_Texto selecionado_
Música independente

Oscilações da cena autoral 

Produtores e donos de casas noturnas falam sobre comportamento do público de shows de rock em Belo Horizonte

Por gustavo rocha
Publicado em 31 de outubro de 2015 | 04:00
 
 
Porte médio. Na Autêntica se destaca a boa estrutura de palco e sua capacidade para 400 pessoas TM0131101505

Se a internet mudaria para sempre a relação que as pessoas têm com a música, com a supremacia dos downloads sobre os CDs, gerando uma nova ordem (econômica) na relação público, gravadoras e artistas, a mesma lógica parece imperar quando se observa o cenário da música autoral em Belo Horizonte, e, principalmente, a relação que seu público tem com os artistas. Desde as tradicionais casas de shows de música independente (como Matriz e A Obra) às recém-inauguradas (A Autêntica, por exemplo), é possível sentir uma dificuldade em se atrair a “moçada” para ouvir música autoral e, principalmente, o rock.

De modo similar, a profusão de atrações musicais na cidade parece não ser acompanhada pelo público, que já se mostrou mais entusiasmado com o que acontecia nos palcos independentes da cidade. “Antes, as pessoas que gostavam de música convergiam para o mesmo lugar. Cadê essa galera?”, indaga Bart Ramos, da 53HC, que organiza, há nove anos, o festival Flaming Night, com artistas da cena independente “É verdade que, quando começamos, não havia a quantidade de coisas que acontecem hoje na cidade”, pondera.

(Entradas de apontamento de objetos nomeados)

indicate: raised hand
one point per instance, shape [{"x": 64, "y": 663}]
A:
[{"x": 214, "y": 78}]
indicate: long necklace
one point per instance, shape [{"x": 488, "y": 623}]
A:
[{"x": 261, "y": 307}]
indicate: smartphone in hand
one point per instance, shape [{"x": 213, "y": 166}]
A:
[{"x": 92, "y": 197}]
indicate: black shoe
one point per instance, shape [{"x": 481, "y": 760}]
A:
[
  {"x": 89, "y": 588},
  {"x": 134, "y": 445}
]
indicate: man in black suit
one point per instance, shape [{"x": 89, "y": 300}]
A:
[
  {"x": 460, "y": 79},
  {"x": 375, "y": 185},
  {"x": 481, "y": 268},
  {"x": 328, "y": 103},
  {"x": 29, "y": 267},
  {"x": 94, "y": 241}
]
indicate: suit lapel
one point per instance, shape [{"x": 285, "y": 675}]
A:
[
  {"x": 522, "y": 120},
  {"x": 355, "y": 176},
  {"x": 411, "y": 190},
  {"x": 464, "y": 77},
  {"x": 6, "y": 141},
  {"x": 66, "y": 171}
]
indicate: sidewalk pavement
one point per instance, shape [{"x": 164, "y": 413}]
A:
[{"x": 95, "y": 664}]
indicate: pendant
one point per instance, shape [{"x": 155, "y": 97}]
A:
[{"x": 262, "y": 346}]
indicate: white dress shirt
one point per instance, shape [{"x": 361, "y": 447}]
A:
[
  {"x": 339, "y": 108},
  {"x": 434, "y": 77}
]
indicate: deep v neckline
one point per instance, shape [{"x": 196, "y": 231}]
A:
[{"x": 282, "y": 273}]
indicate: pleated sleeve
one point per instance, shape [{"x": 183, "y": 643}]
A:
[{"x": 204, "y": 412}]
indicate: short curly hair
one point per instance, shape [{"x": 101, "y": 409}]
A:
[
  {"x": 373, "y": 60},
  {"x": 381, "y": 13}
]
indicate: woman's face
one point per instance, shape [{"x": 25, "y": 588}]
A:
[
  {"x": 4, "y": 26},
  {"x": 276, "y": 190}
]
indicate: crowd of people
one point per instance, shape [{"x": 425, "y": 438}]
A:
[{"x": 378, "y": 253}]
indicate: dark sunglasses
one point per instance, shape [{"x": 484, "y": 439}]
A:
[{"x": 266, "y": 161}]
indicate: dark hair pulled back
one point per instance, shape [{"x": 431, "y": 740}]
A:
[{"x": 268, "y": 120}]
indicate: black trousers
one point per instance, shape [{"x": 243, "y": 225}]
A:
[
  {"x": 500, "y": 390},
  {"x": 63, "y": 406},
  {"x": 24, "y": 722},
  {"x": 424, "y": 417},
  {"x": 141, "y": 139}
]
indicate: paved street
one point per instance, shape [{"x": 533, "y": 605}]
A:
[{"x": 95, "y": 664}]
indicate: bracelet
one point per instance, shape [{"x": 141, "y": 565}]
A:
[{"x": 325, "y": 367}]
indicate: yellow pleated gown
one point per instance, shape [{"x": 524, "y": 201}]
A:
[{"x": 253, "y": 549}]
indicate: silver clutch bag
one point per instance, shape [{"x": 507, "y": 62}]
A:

_Tarefa A_
De acordo com o texto sobre a cena de música autoral em Belo Horizonte, há quanto tempo Bart Ramos organiza o festival Flaming Night?
_Tarefa B_
Retome o texto sobre a cena de música autoral em Belo Horizonte, continuando a partir da última frase apresentada.

_Resposta esperada A_
Há nove anos.

_Resposta esperada B_
A Flaming Night parte da ideia de um festival difuso, que, ao invés de concentrar suas atrações, as deixa espalhadas em algumas ocasiões durante o ano. Assim, já foram feitas 28 edições. Em média, ocorriam cinco “nights” por ano. No entanto, em 2015, já no ritmo de “Então, É Natal”, o evento acontece somente agora pela primeira vez. “Eu me lembro da edição de 2010, com bandas ainda pouco conhecidas. Colocamos mais de mil pessoas no Lapa Multishow (espaço que se transformou em estacionamento recentemente). Hoje, estamos com uma procura muito menor na venda antecipada”, ressalta Bart.

Hoje, a 29ª edição recebe um dos ícones do hardcore, o Dead Fish, os goianos da Hellbenders, além das atrações locais Lively Water e Refuzer. “O Dead Fish já tem mais de dez discos, não precisa provar nada pra ninguém, e o Hellbenders é uma das bandas mais promissoras que a gente tem no Brasil na atualidade. Os caras foram para os EUA e gravaram no mesmo estúdio que o Foo Fighters e o Queens of the Stone Age. Os norte-americanos querem vê-los, e aqui não?”, reclama Bart.

Com mais de 40 anos de idade e muitos deles dedicados às produções de música independente, Bart alfineta os mais novos: “A festinha de DJ está sempre cheia, né? Será que música é só para dançar agora?”. Outro ícone da cena independente e noturna de BH, Claudão Pilha – que está à frente da Obra – não concorda plenamente com Bart. “As pessoas gostam de sair para dançar. Tem gente que nem era nascida quando A Obra abriu (a casa tem 18 anos de atividades) e que hoje frequenta o espaço. Aquela turma ficou velha, se casou, teve filhos, sei lá. Os tempos são outros”, pontua.

A Obra sempre abrigou shows de música independente, em noites durante a semana. No entanto, com o passar do tempo, foi preciso adaptar-se a uma nova realidade. “A gente percebia que, para quem não é bon vivant, os shows começavam tarde demais. Assim, agora eles começam às 21h e meia-noite o cara já está em casa, para trabalhar tranquilo no dia seguinte”, revela.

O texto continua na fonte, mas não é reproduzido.